----- Source document -----
An Angel at My Table (Jane Campion, 1990) - mixed
This biopic about quirky and troubled New Zeeland author Janet Frame is both sympathetic and picturesque, and offers a rare insight into the mind of a person who may or may not be mentally ill. Frame herself (played by three actresses from child to grown-up, but mostly by Kerry Fox) comes across as a fascinating personality, but director Campion makes a weak effort to portray the characters surrounding her as little more than cardboard charicatures, from parents and teachers to literary posers in London and mean doctors.
***
Hard Times (Walter Hill, 1975) – pro
Charles Bronson is a depression-era street fighter who hooks up with loudmouth promoter James Coburn for a series of underground brawls, in this taut, lean feature that was Walter Hill's first as a writer-director. The two lead characters are archetypical - the silent, stoic fighter and the debt-ridden, over-confident promoter - but they both work well in the hands of Bronson and Coburn, and Hill makes an assured directing debut, already displaying some of the traits that would become staples of his style; most prominently, the economy of both the script and the execution. The fight scenes are equally impressive and intense, often shot with the thuds and grunts from the hitters as the only soundtrack.
***
The Private Life of Sherlock Holmes (Billy Wilder, 1970) – mixed-
Fifty years after Dr. Watson's death, in compliance with his last will, his heirs unveil a previously unknown Sherlock Holmes mystery, deemed by Watson too hot to handle at the time he wrote it down, due to its delicate nature: it involves international espionage, Holmes' brother Mycroft, and hints of a softer side of the great detective. This is a rather clever device by Wilder and his screenwriting partner I.A.L. Diamond to kick-start a story obviously not written by Arthur Conan Doyle, but the result is pretty underwhelming. Originally intended as an epic, chronicling a number of different cases and episodes, but later chopped down to a more managable running time, it now resembles little more than a well-crafted detective story made for TV, with an unengaging plot and a disappointing showdown in Loch Ness that would be more fitting of an episode of Scooby Doo than the greatest detective in the world. Still, Robert Stephens is a good Holmes, and the scenes between him and Mycroft Holmes (Christopher Lee) are excellent in showing the brothers' mutual, and restrained, contempt for one another. Wilder directs with his usual flair, but his annoying habit of mixing drama with comedy doesn't work at all, and Colin Blakely's Watson – often reduced to comic relief – is hopeless; for a man of science and medicine, he sure is a clumsy, dim-witted moron.
----- Supplied material -----
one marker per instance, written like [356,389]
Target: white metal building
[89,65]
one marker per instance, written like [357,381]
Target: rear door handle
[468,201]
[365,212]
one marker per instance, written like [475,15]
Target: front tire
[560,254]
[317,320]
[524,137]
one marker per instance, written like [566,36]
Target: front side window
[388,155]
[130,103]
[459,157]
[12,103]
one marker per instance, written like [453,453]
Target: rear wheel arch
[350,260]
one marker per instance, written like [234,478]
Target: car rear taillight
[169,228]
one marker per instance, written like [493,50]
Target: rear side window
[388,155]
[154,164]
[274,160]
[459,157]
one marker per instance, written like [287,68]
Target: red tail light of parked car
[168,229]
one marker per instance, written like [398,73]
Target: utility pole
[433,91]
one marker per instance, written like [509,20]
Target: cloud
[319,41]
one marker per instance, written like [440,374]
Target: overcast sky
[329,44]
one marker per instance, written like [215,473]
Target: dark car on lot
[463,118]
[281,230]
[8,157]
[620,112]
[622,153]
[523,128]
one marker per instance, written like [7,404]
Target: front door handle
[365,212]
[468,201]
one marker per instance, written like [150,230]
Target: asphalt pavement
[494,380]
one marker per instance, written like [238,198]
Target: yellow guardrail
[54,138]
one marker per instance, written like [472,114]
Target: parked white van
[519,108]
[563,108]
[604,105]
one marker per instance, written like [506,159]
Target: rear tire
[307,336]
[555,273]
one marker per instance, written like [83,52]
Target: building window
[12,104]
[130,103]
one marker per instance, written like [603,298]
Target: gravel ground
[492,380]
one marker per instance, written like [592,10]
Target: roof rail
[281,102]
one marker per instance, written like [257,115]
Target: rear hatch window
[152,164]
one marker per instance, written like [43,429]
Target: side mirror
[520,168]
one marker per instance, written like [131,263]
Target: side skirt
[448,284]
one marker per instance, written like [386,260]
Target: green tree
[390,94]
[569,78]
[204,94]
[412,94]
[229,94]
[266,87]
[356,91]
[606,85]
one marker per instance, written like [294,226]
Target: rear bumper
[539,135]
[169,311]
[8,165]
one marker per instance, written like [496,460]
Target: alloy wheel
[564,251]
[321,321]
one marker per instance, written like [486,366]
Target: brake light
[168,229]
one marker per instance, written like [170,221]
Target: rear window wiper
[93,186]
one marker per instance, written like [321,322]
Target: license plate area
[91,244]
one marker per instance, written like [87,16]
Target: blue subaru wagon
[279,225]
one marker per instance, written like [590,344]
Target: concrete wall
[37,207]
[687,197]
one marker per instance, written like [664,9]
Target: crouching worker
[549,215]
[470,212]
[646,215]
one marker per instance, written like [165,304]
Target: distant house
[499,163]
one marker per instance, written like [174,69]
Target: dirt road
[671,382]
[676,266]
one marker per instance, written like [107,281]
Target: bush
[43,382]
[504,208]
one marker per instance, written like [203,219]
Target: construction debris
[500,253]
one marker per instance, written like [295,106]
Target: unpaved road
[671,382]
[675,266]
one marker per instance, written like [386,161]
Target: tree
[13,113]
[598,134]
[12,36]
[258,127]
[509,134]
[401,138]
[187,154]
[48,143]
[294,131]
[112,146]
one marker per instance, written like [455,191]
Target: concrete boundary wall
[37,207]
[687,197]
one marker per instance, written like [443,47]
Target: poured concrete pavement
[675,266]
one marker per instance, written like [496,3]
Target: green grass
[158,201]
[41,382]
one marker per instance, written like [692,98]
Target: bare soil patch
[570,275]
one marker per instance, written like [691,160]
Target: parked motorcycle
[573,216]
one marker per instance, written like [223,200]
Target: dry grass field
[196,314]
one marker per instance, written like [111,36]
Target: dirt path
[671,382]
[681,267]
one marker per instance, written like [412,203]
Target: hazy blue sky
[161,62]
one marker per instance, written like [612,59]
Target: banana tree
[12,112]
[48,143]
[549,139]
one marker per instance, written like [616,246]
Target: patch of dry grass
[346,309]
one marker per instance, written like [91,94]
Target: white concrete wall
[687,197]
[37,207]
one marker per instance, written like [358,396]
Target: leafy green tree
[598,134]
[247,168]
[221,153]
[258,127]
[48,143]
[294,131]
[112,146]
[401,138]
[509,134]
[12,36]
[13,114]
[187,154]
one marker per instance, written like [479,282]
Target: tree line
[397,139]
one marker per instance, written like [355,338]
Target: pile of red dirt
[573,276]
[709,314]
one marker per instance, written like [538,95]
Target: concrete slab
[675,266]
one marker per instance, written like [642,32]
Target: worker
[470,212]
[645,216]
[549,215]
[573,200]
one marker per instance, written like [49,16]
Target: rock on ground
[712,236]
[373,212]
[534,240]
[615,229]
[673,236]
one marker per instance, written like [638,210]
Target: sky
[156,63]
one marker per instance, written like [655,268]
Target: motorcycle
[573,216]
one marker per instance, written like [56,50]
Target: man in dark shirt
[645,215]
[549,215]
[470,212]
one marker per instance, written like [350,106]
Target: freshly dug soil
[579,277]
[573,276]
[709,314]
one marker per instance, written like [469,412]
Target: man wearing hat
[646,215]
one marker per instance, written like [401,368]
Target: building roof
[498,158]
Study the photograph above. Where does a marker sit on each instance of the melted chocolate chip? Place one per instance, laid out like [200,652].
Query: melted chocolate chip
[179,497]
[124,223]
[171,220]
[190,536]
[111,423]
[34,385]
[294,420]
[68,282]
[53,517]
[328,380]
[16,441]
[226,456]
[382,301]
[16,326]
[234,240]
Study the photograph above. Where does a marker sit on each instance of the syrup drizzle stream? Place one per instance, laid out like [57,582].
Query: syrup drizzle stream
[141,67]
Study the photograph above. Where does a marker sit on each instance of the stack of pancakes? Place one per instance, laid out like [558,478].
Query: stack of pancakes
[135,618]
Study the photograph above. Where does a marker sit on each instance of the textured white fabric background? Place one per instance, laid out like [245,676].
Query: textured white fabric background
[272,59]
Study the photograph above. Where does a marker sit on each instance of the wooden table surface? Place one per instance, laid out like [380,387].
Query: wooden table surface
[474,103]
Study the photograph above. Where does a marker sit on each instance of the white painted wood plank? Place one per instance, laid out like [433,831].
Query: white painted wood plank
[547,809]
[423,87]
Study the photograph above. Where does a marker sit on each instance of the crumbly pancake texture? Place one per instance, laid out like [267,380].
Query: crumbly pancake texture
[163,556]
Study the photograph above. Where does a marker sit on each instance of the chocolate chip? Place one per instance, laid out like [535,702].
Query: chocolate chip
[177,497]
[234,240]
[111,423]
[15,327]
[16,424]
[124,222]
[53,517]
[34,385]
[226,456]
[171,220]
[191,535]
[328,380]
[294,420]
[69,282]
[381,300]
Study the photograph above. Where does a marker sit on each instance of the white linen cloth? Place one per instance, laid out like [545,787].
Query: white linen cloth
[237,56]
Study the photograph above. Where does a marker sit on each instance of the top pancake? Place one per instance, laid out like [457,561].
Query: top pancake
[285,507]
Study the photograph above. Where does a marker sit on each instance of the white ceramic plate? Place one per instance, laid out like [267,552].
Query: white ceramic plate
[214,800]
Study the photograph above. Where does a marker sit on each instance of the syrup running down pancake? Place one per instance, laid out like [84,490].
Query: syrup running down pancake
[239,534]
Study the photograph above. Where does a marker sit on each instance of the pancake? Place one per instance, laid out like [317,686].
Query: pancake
-----
Problems and tasks:
**A.** In the film reviews, what is often the only soundtrack of the fight scenes in Hard Times?
**B.** Condense the paragraph of the film reviews that begins "Charles Bronson is a depression-era street fighter" into a short bulleted list that keeps its main facts.

Written answers:
**A.** The thuds and grunts from the hitters.

**B.**
- Charles Bronson plays a depression-era street fighter who teams up with loudmouth promoter James Coburn for a series of underground brawls.
- The taut, lean feature was Walter Hill's first as a writer-director.
- The two leads are archetypes: the silent, stoic fighter and the debt-ridden, over-confident promoter. Both work well in the hands of Bronson and Coburn.
- Hill makes an assured directing debut, already showing traits that would become staples of his style, most prominently the economy of both script and execution.
- The fight scenes are impressive and intense, often with the hitters' thuds and grunts as the only soundtrack.